> _HOW TO COMPLETE THIS TASK_
Gather each line containing the string "white" from these entries.
"""
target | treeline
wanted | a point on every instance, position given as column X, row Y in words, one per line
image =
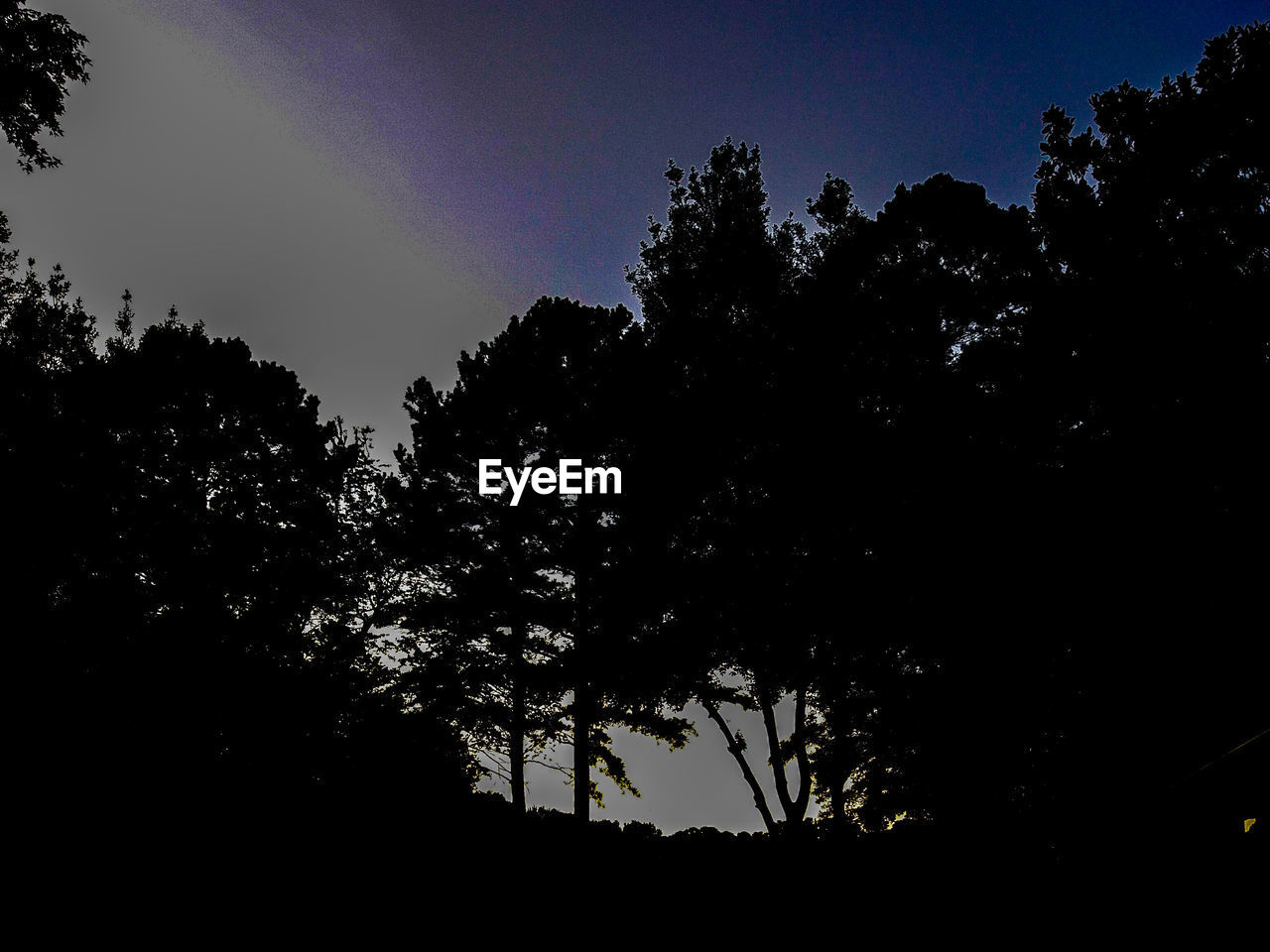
column 978, row 493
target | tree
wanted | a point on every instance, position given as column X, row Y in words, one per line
column 1157, row 230
column 556, row 385
column 40, row 56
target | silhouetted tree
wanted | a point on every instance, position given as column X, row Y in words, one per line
column 553, row 386
column 40, row 56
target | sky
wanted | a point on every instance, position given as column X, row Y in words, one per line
column 363, row 190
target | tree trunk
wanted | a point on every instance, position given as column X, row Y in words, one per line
column 516, row 740
column 794, row 807
column 739, row 757
column 583, row 702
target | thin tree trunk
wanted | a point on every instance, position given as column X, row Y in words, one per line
column 517, row 731
column 739, row 757
column 583, row 701
column 795, row 807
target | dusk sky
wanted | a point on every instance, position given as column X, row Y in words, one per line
column 363, row 189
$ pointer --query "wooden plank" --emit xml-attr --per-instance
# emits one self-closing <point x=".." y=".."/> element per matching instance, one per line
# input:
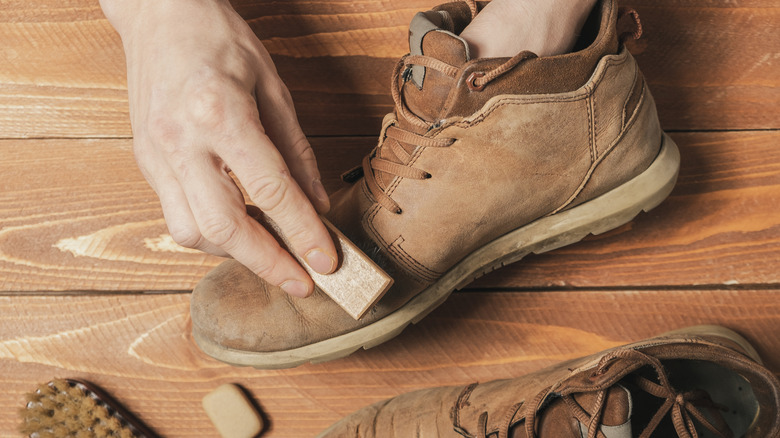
<point x="711" y="65"/>
<point x="77" y="215"/>
<point x="720" y="226"/>
<point x="139" y="348"/>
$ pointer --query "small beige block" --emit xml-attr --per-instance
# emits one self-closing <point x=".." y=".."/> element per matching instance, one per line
<point x="356" y="285"/>
<point x="232" y="413"/>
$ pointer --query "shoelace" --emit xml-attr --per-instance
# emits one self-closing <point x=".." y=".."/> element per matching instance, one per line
<point x="476" y="81"/>
<point x="682" y="405"/>
<point x="395" y="137"/>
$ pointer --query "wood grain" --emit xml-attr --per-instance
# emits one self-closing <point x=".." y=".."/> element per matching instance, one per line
<point x="139" y="348"/>
<point x="77" y="215"/>
<point x="711" y="65"/>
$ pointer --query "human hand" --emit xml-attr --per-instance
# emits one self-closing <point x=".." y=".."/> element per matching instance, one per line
<point x="205" y="100"/>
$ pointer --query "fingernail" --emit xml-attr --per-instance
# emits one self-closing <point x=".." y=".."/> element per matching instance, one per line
<point x="320" y="262"/>
<point x="320" y="193"/>
<point x="295" y="288"/>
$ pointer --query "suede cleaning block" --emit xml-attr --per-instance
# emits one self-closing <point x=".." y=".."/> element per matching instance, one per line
<point x="232" y="413"/>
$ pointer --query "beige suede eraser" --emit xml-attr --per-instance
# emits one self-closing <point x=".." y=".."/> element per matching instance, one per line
<point x="358" y="282"/>
<point x="232" y="413"/>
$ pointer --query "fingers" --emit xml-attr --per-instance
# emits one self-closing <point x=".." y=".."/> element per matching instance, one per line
<point x="181" y="223"/>
<point x="220" y="216"/>
<point x="282" y="128"/>
<point x="270" y="185"/>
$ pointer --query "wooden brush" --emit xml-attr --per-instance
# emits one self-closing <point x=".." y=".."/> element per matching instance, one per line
<point x="78" y="409"/>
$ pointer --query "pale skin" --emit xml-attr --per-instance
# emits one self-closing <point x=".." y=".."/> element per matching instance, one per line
<point x="205" y="99"/>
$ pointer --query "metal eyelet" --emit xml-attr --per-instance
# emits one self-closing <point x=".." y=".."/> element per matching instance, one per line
<point x="471" y="81"/>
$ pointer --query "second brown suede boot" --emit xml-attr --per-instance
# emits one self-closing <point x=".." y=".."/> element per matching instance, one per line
<point x="483" y="162"/>
<point x="699" y="382"/>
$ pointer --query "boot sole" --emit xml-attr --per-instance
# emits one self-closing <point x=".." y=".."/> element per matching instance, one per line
<point x="599" y="215"/>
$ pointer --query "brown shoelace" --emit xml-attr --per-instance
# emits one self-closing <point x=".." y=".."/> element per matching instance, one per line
<point x="397" y="162"/>
<point x="682" y="406"/>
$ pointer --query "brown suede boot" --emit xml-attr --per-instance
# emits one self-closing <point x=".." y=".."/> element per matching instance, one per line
<point x="703" y="381"/>
<point x="483" y="162"/>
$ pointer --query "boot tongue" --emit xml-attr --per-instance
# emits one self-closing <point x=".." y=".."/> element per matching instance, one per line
<point x="426" y="90"/>
<point x="557" y="420"/>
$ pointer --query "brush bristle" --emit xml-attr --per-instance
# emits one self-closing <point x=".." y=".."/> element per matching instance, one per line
<point x="59" y="409"/>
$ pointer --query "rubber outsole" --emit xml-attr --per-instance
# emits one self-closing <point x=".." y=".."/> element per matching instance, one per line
<point x="606" y="212"/>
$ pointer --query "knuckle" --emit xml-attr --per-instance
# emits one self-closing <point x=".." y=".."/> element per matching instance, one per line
<point x="207" y="107"/>
<point x="188" y="237"/>
<point x="267" y="265"/>
<point x="219" y="229"/>
<point x="163" y="129"/>
<point x="269" y="191"/>
<point x="304" y="151"/>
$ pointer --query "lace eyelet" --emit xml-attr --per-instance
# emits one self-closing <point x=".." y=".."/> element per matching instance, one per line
<point x="471" y="81"/>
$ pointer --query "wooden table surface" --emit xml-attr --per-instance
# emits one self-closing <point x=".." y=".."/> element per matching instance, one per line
<point x="92" y="286"/>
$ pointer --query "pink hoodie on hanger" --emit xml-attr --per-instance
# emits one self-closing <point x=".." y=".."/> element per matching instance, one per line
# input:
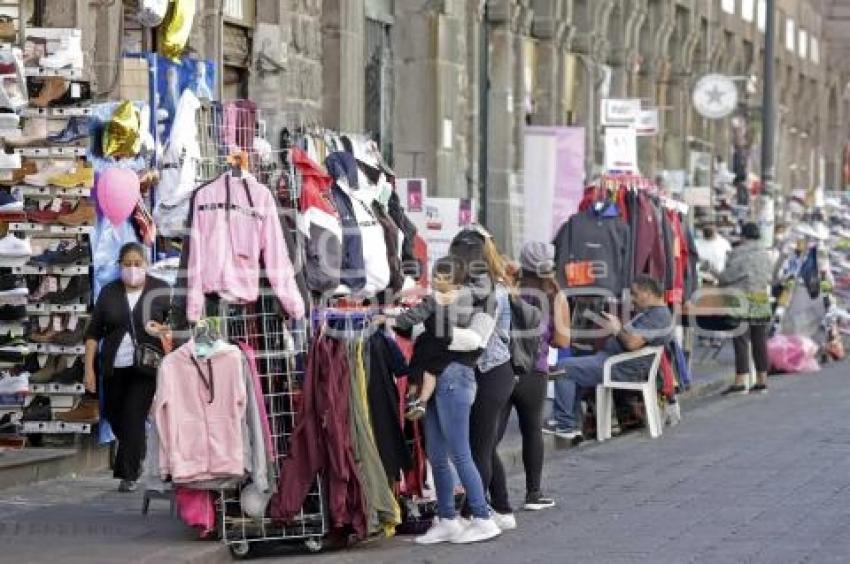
<point x="229" y="235"/>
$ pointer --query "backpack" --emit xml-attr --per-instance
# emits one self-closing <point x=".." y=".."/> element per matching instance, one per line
<point x="525" y="335"/>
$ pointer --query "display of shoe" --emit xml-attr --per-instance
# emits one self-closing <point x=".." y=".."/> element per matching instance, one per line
<point x="83" y="214"/>
<point x="48" y="284"/>
<point x="11" y="385"/>
<point x="53" y="88"/>
<point x="74" y="374"/>
<point x="76" y="130"/>
<point x="70" y="338"/>
<point x="46" y="374"/>
<point x="69" y="54"/>
<point x="28" y="166"/>
<point x="33" y="134"/>
<point x="81" y="176"/>
<point x="38" y="410"/>
<point x="9" y="203"/>
<point x="41" y="177"/>
<point x="14" y="247"/>
<point x="78" y="287"/>
<point x="47" y="215"/>
<point x="87" y="411"/>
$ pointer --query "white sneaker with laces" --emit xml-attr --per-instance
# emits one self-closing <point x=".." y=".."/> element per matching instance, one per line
<point x="443" y="530"/>
<point x="11" y="246"/>
<point x="479" y="530"/>
<point x="505" y="521"/>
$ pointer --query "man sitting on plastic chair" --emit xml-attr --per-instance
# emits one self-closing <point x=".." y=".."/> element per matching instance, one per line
<point x="651" y="326"/>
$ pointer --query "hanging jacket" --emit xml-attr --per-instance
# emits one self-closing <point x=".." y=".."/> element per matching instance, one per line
<point x="321" y="443"/>
<point x="353" y="271"/>
<point x="591" y="251"/>
<point x="234" y="225"/>
<point x="209" y="427"/>
<point x="320" y="224"/>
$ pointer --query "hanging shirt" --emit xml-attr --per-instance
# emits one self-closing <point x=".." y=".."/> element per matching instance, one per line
<point x="124" y="356"/>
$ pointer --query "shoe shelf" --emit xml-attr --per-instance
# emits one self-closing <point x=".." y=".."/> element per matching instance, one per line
<point x="52" y="192"/>
<point x="54" y="427"/>
<point x="58" y="389"/>
<point x="70" y="74"/>
<point x="49" y="348"/>
<point x="70" y="270"/>
<point x="52" y="152"/>
<point x="57" y="113"/>
<point x="48" y="309"/>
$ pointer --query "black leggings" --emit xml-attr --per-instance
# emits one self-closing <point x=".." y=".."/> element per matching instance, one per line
<point x="491" y="399"/>
<point x="528" y="397"/>
<point x="755" y="334"/>
<point x="127" y="400"/>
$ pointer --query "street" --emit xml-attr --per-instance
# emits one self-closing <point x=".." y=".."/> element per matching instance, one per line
<point x="742" y="479"/>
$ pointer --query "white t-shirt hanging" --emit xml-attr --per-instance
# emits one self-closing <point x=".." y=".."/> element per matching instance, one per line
<point x="124" y="354"/>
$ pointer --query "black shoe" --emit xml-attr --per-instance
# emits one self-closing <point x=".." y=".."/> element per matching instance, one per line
<point x="759" y="389"/>
<point x="74" y="374"/>
<point x="537" y="501"/>
<point x="78" y="287"/>
<point x="38" y="410"/>
<point x="734" y="390"/>
<point x="12" y="313"/>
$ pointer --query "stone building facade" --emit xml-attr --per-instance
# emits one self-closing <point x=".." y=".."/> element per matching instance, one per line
<point x="410" y="73"/>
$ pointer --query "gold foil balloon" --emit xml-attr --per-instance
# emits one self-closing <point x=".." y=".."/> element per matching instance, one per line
<point x="121" y="137"/>
<point x="175" y="29"/>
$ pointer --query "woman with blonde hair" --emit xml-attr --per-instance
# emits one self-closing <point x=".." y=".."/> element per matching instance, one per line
<point x="492" y="283"/>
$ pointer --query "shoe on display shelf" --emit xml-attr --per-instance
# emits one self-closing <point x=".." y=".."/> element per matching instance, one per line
<point x="14" y="247"/>
<point x="87" y="411"/>
<point x="9" y="203"/>
<point x="12" y="385"/>
<point x="83" y="214"/>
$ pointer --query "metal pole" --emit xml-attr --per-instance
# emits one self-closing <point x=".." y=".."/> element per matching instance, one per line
<point x="768" y="110"/>
<point x="483" y="113"/>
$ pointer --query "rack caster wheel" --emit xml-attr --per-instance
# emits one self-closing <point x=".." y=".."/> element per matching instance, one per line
<point x="240" y="550"/>
<point x="313" y="545"/>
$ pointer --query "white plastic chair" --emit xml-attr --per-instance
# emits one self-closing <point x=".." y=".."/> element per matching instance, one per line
<point x="605" y="392"/>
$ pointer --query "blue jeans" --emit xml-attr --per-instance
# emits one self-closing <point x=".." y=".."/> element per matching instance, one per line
<point x="447" y="435"/>
<point x="582" y="372"/>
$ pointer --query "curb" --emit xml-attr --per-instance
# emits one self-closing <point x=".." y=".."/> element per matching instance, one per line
<point x="511" y="451"/>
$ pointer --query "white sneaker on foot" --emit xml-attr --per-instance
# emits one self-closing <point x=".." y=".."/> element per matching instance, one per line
<point x="443" y="530"/>
<point x="479" y="530"/>
<point x="505" y="521"/>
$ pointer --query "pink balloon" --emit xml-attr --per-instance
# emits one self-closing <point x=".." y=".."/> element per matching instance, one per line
<point x="117" y="194"/>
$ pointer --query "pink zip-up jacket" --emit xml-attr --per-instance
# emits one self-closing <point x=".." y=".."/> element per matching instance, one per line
<point x="200" y="425"/>
<point x="230" y="232"/>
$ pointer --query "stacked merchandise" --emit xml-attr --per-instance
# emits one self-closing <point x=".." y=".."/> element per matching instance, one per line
<point x="623" y="229"/>
<point x="48" y="215"/>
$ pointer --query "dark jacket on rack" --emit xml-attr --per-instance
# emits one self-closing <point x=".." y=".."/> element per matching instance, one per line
<point x="591" y="249"/>
<point x="321" y="443"/>
<point x="353" y="269"/>
<point x="110" y="319"/>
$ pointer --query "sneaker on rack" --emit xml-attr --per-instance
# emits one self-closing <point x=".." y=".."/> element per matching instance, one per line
<point x="14" y="247"/>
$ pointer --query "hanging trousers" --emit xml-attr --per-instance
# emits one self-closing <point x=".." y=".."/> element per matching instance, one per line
<point x="127" y="400"/>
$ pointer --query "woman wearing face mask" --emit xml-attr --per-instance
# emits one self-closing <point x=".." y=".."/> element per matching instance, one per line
<point x="128" y="388"/>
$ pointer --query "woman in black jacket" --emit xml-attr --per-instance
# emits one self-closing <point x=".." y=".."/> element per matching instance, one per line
<point x="128" y="389"/>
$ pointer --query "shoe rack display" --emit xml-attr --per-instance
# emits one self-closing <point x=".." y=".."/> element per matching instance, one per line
<point x="45" y="255"/>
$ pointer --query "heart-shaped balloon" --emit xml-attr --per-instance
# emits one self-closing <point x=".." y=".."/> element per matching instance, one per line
<point x="117" y="194"/>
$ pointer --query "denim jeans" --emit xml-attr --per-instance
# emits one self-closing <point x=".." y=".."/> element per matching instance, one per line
<point x="582" y="372"/>
<point x="447" y="436"/>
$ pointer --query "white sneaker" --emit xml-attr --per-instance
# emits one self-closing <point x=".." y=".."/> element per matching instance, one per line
<point x="505" y="521"/>
<point x="10" y="385"/>
<point x="479" y="530"/>
<point x="443" y="530"/>
<point x="11" y="246"/>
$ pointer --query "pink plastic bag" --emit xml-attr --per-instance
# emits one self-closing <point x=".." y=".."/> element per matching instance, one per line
<point x="792" y="353"/>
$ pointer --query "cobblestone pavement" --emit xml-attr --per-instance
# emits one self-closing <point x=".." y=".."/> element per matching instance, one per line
<point x="742" y="479"/>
"""
> _RESULT_
$ pointer --query "white sneaker with laces" --emit xml-attr --per-instance
$ pointer --query "white t-shirt hanging" --emit xml-attr --per-instance
$ pointer --query "white plastic chair" --emit xml-attr --per-instance
$ pointer --query "white sneaker on foot" --emit xml-attr --per-instance
$ pointer --query "white sneaker" --emit xml-attr --per-instance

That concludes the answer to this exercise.